What the exercise asks
Search the data for the string "boulder" and extract every line where it appears.

[Saved entries]
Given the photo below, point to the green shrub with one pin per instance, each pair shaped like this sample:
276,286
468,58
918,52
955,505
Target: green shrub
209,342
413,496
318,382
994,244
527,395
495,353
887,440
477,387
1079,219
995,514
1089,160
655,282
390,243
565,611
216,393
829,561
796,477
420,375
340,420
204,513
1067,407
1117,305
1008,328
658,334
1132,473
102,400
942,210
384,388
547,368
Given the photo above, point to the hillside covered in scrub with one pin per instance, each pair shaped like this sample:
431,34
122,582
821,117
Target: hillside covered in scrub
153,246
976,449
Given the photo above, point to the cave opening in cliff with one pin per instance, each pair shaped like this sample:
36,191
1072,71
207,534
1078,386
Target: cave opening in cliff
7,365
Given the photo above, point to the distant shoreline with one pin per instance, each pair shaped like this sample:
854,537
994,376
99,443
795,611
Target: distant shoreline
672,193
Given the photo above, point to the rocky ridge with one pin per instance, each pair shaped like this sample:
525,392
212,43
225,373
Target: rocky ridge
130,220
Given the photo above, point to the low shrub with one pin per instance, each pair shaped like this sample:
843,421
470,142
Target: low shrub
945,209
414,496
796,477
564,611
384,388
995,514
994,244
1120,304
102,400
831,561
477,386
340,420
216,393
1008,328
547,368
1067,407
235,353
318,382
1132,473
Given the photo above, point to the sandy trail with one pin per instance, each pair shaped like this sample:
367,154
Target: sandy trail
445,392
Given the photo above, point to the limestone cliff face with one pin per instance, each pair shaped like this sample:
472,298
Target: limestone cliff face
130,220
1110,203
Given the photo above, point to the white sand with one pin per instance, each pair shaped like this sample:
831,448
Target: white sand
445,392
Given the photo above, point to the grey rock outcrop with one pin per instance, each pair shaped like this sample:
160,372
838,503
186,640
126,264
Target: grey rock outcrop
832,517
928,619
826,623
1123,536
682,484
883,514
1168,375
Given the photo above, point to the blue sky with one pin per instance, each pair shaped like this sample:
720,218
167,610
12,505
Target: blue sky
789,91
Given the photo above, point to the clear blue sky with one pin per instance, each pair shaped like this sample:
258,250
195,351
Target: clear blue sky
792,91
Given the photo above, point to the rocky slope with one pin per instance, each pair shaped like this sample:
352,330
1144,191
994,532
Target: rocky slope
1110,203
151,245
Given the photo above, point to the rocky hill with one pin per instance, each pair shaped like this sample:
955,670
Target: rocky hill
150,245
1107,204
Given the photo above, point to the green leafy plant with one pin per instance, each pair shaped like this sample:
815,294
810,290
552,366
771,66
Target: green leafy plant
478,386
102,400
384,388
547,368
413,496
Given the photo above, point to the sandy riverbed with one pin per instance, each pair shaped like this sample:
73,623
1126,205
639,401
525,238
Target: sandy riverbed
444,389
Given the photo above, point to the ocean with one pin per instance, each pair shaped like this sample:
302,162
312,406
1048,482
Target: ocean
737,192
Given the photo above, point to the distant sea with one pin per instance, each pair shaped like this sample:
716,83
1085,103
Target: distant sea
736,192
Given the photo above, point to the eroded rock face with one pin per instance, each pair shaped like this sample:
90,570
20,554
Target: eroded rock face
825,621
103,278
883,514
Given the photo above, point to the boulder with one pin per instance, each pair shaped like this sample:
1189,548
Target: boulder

---

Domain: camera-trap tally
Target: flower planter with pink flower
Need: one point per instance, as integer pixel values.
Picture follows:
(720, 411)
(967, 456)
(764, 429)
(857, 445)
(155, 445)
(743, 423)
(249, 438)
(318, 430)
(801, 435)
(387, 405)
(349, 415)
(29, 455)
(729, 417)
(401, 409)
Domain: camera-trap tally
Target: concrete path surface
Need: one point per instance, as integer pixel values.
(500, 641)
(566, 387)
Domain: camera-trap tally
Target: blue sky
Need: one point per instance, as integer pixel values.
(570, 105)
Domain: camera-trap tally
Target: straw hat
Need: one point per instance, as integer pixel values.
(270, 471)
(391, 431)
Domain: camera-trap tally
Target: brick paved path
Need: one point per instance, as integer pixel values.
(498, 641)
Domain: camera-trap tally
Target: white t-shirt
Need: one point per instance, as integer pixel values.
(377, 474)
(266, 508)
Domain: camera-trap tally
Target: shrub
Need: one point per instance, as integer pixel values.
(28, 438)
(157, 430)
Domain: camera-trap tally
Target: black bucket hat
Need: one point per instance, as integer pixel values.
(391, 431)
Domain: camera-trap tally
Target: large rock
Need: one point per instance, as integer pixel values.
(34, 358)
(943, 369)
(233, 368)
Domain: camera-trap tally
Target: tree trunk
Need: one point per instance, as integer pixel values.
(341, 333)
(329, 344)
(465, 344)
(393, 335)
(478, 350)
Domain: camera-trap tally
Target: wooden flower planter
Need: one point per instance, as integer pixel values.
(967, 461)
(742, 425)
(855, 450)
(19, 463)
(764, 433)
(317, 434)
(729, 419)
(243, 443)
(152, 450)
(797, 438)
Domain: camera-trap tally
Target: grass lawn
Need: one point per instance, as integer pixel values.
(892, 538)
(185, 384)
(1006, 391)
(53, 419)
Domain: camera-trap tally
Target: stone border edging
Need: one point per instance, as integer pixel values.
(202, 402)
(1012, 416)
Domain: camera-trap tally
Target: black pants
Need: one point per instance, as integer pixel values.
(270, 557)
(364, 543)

Result of this task
Given the photo above, point to the boulder with one pin per instance, each pair shaped like this sample:
Target: boulder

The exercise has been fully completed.